Exercise set:
(A) From the post on anxiety at home in lock-down, list every feeling or state the writer reports having during the last week of social distancing.
(B) Pick up the post on anxiety at home in lock-down and keep writing from the point where it stops.

Anxious at Home in Lock-down

Updated: Mar 20



I don't know anyone who is not experiencing anxiety about covid-19 (coronavirus). We're all waiting to see how this virus will hit our communities, our families, the country, and other parts of the world. Here in San Francisco, we are in the "calm before the storm," and doesn't the wait seems excruciating?


Personally, I've been feeling restless, scattered, anxiousness, full of intrusive thoughts, tired, wired, physically tense. This is just some of what I've identified in the last week of social distancing.


The anticipation of pain and discomfort is something that our vigilant and risk-averse brains, evolutionarily-speaking, tend to run a bit wild with. Basically, our minds and bodies want to DO SOMETHING ABOUT THIS HORRIBLE THING THAT IS ABOUT TO HAPPEN!


This is a normal healthy reaction, even if it isn't an enjoyable one.


This threat is throwing us into a primitive and often useful (not so much right now) fight/flee/freeze reaction. However, we are being asked to sit still and be patient while sheltered in place. Most of us are experiencing that our minds and bodies are not designed to sit still in the presence of a threat. We want to troubleshoot, solve, fill in blanks, learn about the danger while our bodies are being pumped full of hormones telling us to do something, DO SOMETHING! DO ANYTHING!

Records from a collection
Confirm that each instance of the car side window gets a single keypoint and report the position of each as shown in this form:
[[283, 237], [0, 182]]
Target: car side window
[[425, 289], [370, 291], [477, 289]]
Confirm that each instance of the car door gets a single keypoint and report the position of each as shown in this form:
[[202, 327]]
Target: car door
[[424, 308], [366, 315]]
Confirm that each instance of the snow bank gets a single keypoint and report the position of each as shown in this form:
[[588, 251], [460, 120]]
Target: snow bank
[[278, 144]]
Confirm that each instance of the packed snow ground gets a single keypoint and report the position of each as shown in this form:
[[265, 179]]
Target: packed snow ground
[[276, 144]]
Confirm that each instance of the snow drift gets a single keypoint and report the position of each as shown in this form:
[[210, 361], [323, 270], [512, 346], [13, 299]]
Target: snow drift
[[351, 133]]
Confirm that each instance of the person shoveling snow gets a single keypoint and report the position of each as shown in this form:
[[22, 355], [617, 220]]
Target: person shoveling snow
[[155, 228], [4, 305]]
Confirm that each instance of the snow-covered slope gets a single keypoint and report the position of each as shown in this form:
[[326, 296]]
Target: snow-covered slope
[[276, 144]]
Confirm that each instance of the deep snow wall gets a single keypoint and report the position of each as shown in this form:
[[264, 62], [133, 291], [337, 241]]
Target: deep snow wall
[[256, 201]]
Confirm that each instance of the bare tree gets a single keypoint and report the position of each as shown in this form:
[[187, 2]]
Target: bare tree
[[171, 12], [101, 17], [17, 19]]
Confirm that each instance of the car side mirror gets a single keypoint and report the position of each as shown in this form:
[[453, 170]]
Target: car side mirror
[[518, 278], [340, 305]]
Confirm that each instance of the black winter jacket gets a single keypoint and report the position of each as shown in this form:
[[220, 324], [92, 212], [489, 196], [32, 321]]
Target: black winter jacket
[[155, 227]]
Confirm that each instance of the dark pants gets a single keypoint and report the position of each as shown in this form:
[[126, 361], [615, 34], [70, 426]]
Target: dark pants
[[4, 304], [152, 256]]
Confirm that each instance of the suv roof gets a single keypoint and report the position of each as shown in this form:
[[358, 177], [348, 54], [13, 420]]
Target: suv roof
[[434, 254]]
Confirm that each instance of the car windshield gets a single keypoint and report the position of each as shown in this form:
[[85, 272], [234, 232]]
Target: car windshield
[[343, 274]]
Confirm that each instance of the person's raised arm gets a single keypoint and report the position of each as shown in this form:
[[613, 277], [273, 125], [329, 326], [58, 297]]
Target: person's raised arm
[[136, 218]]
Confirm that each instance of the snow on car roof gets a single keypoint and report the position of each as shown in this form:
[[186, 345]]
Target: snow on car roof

Answer set:
(A) restless, scattered, anxiousness, full of intrusive thoughts, tired, wired, physically tense

(B)
Once you've read the guidelines at cdc.org, there is little else to do about covid-19. So we keep our hands clean and our social distanced in hopes of "lowering the curve." But who knew that giving our medical professionals a fighting chance to help the people who need medical attention would be so passive?


Here are some ideas for what we can do about the physical effect of being suspended in fight/flee/freeze while confined to our homes.


  • Move around. Pull out those old fitness DVDs or look up some yoga vids on youtube

  • Stretch. Take your time and focus on your breath

  • Take a warm shower in the evening. Focus on your breath and slowly tour through your senses one at a time (what are 5 things I can hear/smell/feel right now?)

  • Take a warm bath in the evening. Even better and more novel than a shower, light some candles and bring a book or music.

  • Progressive Muscle Relaxation. This is a common and useful technique for managing the physical effects of anxiety, panic, and sleeplessness. You'll want to learn and practice this throughout the day, before bed and when you wake up in the middle of the night with your mind racing.

  • STAY SOCIAL. Ask your friends to virtually join you in trying (some) of these activities. Don't underestimate the connecting power of a video chat date or activity.

Get creative! Come up with your own, take notes on what works well, and how you might change things up. Brainstorm with your friends.